-- EXERCISE GOAL --
From the listing below, keep only the lines that contain the string "clicks", and copy each one out. Treat capital and small letters as different.

-- RECORDS FOR THIS TASK --
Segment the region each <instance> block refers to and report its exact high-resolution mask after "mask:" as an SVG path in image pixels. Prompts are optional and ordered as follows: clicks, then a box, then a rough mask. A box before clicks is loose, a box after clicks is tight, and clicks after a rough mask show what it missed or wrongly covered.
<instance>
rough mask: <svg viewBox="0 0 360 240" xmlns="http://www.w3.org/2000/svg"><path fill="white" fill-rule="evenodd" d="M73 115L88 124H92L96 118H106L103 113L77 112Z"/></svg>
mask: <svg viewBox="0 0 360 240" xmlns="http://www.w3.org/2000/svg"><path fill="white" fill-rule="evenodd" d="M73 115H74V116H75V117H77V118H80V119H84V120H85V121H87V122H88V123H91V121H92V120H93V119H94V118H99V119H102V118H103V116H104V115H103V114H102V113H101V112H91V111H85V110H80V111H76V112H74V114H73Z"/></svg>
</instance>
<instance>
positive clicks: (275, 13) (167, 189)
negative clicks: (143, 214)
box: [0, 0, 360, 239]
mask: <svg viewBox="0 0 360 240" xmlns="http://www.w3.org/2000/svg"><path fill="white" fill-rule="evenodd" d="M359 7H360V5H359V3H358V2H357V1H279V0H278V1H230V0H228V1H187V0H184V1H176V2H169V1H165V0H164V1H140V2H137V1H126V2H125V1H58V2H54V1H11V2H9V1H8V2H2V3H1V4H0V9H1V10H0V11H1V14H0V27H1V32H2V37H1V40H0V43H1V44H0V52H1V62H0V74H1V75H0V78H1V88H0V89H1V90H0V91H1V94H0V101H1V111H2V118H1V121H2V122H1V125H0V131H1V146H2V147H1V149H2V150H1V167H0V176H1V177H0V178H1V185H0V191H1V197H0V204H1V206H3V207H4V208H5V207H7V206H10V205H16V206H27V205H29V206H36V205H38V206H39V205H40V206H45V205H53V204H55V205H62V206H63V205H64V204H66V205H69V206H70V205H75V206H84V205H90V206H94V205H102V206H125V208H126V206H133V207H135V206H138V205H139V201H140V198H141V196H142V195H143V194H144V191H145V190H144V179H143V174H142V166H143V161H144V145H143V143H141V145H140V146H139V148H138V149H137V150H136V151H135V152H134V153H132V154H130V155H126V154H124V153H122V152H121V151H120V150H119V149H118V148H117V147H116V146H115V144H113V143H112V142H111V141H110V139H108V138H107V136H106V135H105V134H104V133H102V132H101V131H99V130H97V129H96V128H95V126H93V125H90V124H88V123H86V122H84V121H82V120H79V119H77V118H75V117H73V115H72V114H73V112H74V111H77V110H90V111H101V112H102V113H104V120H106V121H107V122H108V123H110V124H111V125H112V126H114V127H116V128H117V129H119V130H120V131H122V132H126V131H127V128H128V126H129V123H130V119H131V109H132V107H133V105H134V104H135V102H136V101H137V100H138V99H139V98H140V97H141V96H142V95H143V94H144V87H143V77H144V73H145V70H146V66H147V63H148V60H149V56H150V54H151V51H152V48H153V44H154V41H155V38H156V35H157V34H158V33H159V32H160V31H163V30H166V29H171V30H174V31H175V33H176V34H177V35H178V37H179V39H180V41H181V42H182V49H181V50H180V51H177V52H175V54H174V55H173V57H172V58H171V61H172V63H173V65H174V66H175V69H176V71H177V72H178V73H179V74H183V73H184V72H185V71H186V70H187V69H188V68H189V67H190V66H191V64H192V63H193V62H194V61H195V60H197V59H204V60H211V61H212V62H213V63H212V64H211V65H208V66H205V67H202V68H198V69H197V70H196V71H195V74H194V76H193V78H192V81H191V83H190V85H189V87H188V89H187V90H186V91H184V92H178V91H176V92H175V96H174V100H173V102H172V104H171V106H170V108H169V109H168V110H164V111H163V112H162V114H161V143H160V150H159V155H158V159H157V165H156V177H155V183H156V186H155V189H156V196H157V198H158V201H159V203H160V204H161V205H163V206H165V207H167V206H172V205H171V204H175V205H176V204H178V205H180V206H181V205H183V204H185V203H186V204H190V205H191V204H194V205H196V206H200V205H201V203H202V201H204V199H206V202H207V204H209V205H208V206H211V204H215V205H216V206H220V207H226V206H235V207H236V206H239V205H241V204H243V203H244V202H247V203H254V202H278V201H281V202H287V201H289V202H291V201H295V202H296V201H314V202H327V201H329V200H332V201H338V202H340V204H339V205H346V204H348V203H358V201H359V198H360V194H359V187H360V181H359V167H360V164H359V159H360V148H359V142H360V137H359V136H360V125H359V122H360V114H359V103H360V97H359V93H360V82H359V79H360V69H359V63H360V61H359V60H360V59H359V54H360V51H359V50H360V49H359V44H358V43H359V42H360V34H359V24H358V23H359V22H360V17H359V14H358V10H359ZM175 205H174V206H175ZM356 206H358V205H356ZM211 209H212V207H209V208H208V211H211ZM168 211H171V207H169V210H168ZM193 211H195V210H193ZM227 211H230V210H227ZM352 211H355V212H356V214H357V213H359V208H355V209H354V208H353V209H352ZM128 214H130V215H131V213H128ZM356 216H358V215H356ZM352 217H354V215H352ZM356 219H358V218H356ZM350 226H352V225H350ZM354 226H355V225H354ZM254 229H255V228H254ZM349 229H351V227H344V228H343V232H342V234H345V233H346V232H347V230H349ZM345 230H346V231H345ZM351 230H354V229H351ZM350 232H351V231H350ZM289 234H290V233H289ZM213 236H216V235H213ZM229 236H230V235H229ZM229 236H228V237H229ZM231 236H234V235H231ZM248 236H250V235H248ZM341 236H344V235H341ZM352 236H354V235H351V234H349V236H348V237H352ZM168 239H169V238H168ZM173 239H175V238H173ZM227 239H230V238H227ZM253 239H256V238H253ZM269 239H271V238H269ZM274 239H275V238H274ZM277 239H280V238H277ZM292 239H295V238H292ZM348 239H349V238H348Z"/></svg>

-- ANSWER SPACE --
Segment the region each <instance> block refers to and report its exact high-resolution mask after "mask:" as an SVG path in image pixels. Prompts are optional and ordered as follows: clicks, then a box, then a rough mask. A box before clicks is loose, a box after clicks is tight, and clicks after a rough mask show what it missed or wrongly covered.
positive clicks: (275, 13) (167, 189)
negative clicks: (143, 214)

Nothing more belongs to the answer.